→ **The data**

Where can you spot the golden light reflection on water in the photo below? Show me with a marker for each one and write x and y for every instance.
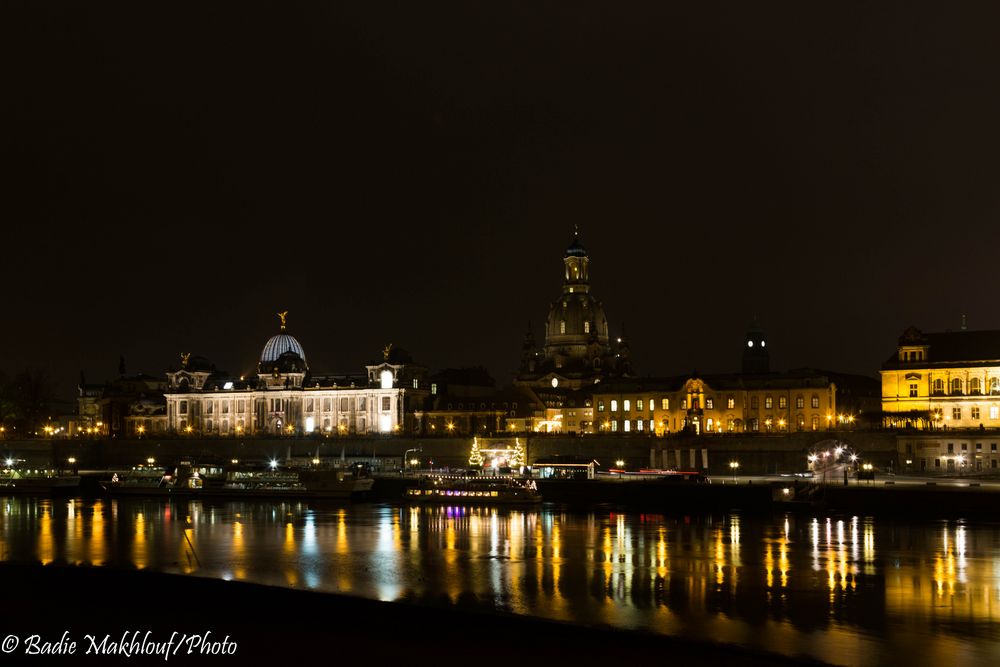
(863, 588)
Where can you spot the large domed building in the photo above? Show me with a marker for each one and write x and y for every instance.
(287, 398)
(578, 349)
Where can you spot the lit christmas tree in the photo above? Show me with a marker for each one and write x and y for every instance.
(517, 458)
(475, 458)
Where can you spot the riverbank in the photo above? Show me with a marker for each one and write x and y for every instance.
(280, 626)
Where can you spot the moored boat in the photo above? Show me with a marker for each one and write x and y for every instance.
(461, 491)
(36, 480)
(154, 481)
(328, 484)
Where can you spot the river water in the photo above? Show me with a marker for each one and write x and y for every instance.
(851, 590)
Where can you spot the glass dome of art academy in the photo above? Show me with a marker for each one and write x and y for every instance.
(281, 343)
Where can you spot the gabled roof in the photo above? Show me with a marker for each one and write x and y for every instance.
(951, 347)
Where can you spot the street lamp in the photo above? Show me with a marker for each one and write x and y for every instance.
(406, 453)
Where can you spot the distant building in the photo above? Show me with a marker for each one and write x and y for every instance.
(769, 403)
(578, 350)
(943, 380)
(753, 401)
(284, 397)
(125, 406)
(465, 401)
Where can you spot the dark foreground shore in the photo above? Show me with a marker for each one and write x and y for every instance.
(267, 625)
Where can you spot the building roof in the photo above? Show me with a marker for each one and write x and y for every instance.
(950, 347)
(278, 345)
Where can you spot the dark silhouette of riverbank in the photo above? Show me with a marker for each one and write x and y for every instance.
(271, 625)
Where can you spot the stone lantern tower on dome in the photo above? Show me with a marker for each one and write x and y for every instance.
(283, 360)
(577, 349)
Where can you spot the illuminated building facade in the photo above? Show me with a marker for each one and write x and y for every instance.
(802, 400)
(286, 398)
(943, 380)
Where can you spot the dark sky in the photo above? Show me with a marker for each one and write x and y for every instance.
(175, 173)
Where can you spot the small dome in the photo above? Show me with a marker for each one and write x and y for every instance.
(278, 345)
(576, 248)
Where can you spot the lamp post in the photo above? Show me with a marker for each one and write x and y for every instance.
(406, 454)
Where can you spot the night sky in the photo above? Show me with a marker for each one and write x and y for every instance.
(174, 174)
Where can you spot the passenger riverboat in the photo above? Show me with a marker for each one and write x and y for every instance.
(475, 491)
(330, 484)
(154, 481)
(17, 479)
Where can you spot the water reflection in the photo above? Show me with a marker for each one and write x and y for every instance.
(849, 590)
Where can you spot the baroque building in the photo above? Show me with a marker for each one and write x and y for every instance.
(285, 397)
(756, 400)
(948, 379)
(578, 349)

→ **What the task requires**
What you return should match the records above word for word, minus the pictures.

→ **Task answer**
Where can you spot the golden light reflection on water in the photo below? Show me with a marker for each one and write x and y for every instance.
(863, 588)
Where can you spot the large domed building in the photo above? Show me with a marker for each one and write x and y for every instance.
(287, 398)
(578, 349)
Where can you spot the lit christmas tree in the photo above? Show me with a marker for each one and write x and y for every instance.
(517, 458)
(475, 458)
Where can you spot the riverbank in the photo above? Show me with a marker for each one and write x and y for every instance.
(280, 626)
Where can you spot the moored boat in the photo above? Show me with a marker for each one and write x and y for every instance.
(461, 491)
(36, 480)
(154, 481)
(328, 484)
Where can you spot the river water in the photo above? Show me with a marker for each one and write x and y for every instance.
(851, 590)
Where can you spot the glass dome of art academy in the photo above? Show me with a marker for each one and write x and y for every instance.
(281, 343)
Where can you spot the gabled roof in the photo above? Show me with a marker for each one and write x and y for every instance.
(951, 347)
Where can you spot the street lamp in the photo above? Show me with a marker for each one and write x and y for every instance.
(406, 453)
Where can you spot the distant building in the photo above? Show me with a marker for each one and write x and y for every instance.
(769, 403)
(578, 350)
(943, 380)
(753, 401)
(284, 397)
(125, 406)
(465, 401)
Where can you spot the dark foreground shore in the photo above? Show me with a marker for each one and write x and y for every instance.
(267, 625)
Where can you spot the building roof in the photo above? Show me with a marker for each one and write x and y for every instance.
(950, 347)
(278, 345)
Where can you spot the dark silhouette of riverbank in the photo above? Show me with a marker for each one and write x and y for every instance.
(271, 625)
Where can you spot the stone lantern tower on dome in the photo above? Show me with a marker for each one and write x and y for every instance.
(283, 360)
(577, 349)
Where can you spot the illuminated building facade in the photo above? Show me with a marker for each one and write x and y for every instance.
(802, 400)
(286, 398)
(943, 380)
Where can you spot the dark sky in the photo above? Show me with a marker for each one and write x and y for every instance.
(175, 173)
Where can you spot the small dome in the photo above? Show me with a marker for each one and write x and y for every instance.
(278, 345)
(576, 248)
Where can you spot the lamp post in the photo above? Show me with a marker for each one and write x and y for every instance.
(406, 454)
Where can you spot the night sky in the photo above? Show me with a marker for each one and write x and y for every instance.
(174, 174)
Where can you spot the passenger riverboat in the photo above? Show me with a marker for each one and write x and y for every instance.
(475, 491)
(330, 484)
(154, 481)
(17, 479)
Where can you spot the water reflection in the photo above? Show me with a marker for each one and write x and y for every instance.
(849, 590)
Where can you spot the baroque building in the photo above? Show me with a marker for each one and write x and y for every instance.
(285, 397)
(756, 400)
(948, 379)
(578, 349)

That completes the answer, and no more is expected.